[scponly] Integrating a file sharing system (long)

Kaleb Pederson kibab at icehouse.net
Fri Aug 25 00:28:23 EDT 2006


First off, everything seems reasonable ;)

IIRC, pam_ldap only supports one ldap.  I tried using pam_stack once to get 
multiple ldaps to work together, but it never worked and a number of searches 
seem to indicate that it wasn't possible.  If you could setup your system to 
hit a single ldap and then setup your scripts to populate that ldap you would 
be in pretty good shape in terms of authentication.

Now, regarding mounting and other things, it seems like you should be able to 
get away with a really simple patch to scponly.  I would probably modify it 
so that it executed a single program/script (possibly setuid root or before 
dropping permissions).  That script could then mount --bind the necessary 
directories and do any other customization that needed to happen.

Given material:
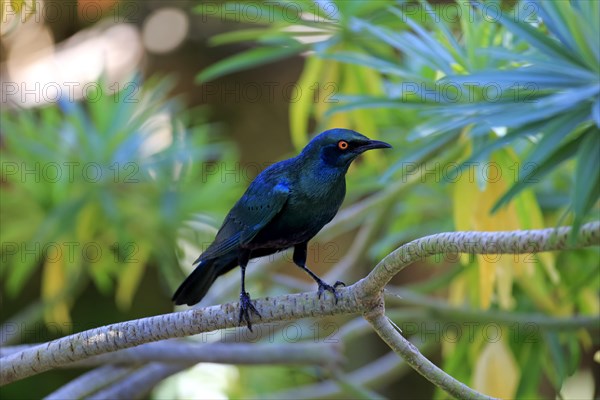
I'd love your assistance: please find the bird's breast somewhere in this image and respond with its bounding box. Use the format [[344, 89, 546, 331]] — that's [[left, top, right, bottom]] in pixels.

Stated task: In the scponly post, what could the proposed script use to attach the necessary directories?

Response to the exercise: It could use mount --bind.